BEGIN Supplied passage
So, in C programming, after writing to the serial port (/dev/ttyUSB0 - USB to serial converter!) with the function "write" I want to check when the transmit buffer is empty, all bytes transmitted, with the function "tcdrain" wich should wait until all bytes are transmitted and then return.
The problem is, if I write up to 128 bytes it returns immediately, if I write between 128 and 256 bytes it returns weird (like, for every byte above 128 it waits for 2 bytes to be tramsmitted!), only above 256 bytes it returns correctly after all bytes are sent.
I have measured the time with gettimeofday(), and flushed the port before write (just to be sure). I also used slow baud-rate of 9600, to have better resolution in time-measure. The function "tcdrain" returns 0, so no error and no other signal interrupts it. I considered the duration for one byte to transmit: 10bits x 1/baud-rate ~ (1ms 41us)
Anyone know the reason?
Any other way to check for transmission complete on the serial port?
And here the code I used:
Code:
tcflush(port, TCOFLUSH);
gettimeofday(&timeStart, NULL);
write(port, &buffer, cnt);
tcdrain(port);
gettimeofday(&timeStop, NULL);
s = timeStop.tv_sec - timeStart.tv_sec;
if ( timeStop.tv_usec < timeStart.tv_usec )
{
us = 1E6 + timeStop.tv_usec - timeStart.tv_usec;
s--;
}
else
us = timeStop.tv_usec - timeStart.tv_usec;
ms = us / 1000;
us = us - 1000 * ms;
printf("transmision time of %d bytes: %ds, %dms, %dus\n", cnt, s, ms, us);
close(port);
Well, I know the serial port is obsolete, USB is state of the art now, but still...
Anyone can help me here to determine a transmission complete?
I guess it has to do with the fact that it's no hardware port, but a driver and USB-Serial converter, but if it works with over 256 bytes, it should somehow work with less too, I guess...
I hope the serial port isn't obsolete. I think I would chalk it all up to whatever the particular serial port driver reports. Maybe you can look at the ioctl API for the driver, and see if it actually provides any way to report the information you are asking for. If it isn't present, then the behavior probably can't be considered meaningful.
theNbomr: thanks for the answer!
"look at the ioctl API" ? Well, I'm new to linux, I'm new to C-programming, new to life!!!
END Supplied passage
BEGIN Data excerpts
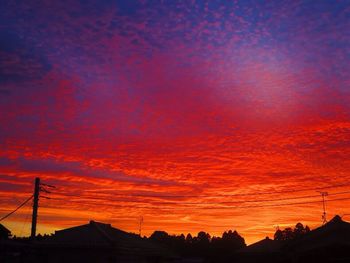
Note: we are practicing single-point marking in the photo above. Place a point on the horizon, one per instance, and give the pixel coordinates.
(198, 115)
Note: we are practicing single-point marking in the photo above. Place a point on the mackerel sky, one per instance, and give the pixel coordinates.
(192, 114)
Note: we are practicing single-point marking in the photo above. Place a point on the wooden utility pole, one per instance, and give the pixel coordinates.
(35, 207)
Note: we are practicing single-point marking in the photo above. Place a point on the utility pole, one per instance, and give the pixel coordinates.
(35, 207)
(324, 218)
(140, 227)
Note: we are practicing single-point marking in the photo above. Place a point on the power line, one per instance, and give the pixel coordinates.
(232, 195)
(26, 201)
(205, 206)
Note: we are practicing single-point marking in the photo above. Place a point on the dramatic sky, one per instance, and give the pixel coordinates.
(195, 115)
END Data excerpts
* Exercise set
[1] Name every distinct function called in the code block of the serial port thread.
[2] Reproduce the serial port thread word for word between "I guess it has" and "new to life!!!", inclusive.
[3] Resume the serial port thread after its final sentence, carrying the discussion forward.

* Answers for the exercise
[1] tcflush, gettimeofday, write, tcdrain, printf, close

[2]
I guess it has to do with the fact that it's no hardware port, but a driver and USB-Serial converter, but if it works with over 256 bytes, it should somehow work with less too, I guess...
I hope the serial port isn't obsolete. I think I would chalk it all up to whatever the particular serial port driver reports. Maybe you can look at the ioctl API for the driver, and see if it actually provides any way to report the information you are asking for. If it isn't present, then the behavior probably can't be considered meaningful.
theNbomr: thanks for the answer!
"look at the ioctl API" ? Well, I'm new to linux, I'm new to C-programming, new to life!!!

[3]
Let me see if I get this right..., I don't know how the kernel installs a driver, but I found the "pl2303.c" driver-file for my device in "/usr/src/linux-3.11.10-7/drivers/usb/serial/" (the .h file is also there), and in this file there is a structure of type "usb_serial_driver", named "pl2303_device" with all the functions that "the kernel may call???". Is that how it works?
The functions listed in this structure are, of course, defined above in the file.
Represent these functions all the device's capabilities?
Well, while nobody else answers to me, or explains me how things work, I've checked the driver-file from a ftdi-device and compared it with my pl2303.c file.
Now, I think I was right in what I said above, that structure really represents all the device's capabilities, the functions that the device supports, and to my despair, the ftdi driver has an extra (not just one!) function "tx_empty" with respect to my pl2303 device. So now I guess if I'd call tcdrain() on a ftdi-USB-serial port it would return corectly when the Tx buffer is empty.
What I don't understand is, why doesn't tcdrain() return an error on my device and how is it implemented? Because, like I said, if I write more than 256 bytes, it returns correctly - does it just approximate the transmission time like I do to verify it?
Actually, I may have misspoken about the use of ioctl, since there are other functions in that driver, which appear to serve at least some of the purpose you're seeking. At least it provoked you to find the proper place to look, so kudos to you on taking that initiative. You've discovered the mechanism of various layers within the kernel's driver structure to extend interfaces between the layers. The struct usb_serial_driver instantiates entries to all of the services that the pl2303 driver implements.
There are at least two layers of kernel code where data can get buffered. I'm not sure what code makes up the next higher layer, but it seems possible that it uses it's own metrics of buffer status, in the absence of information from lower in the chain. I doubt very much that it tries to estimate anything based on bit rates.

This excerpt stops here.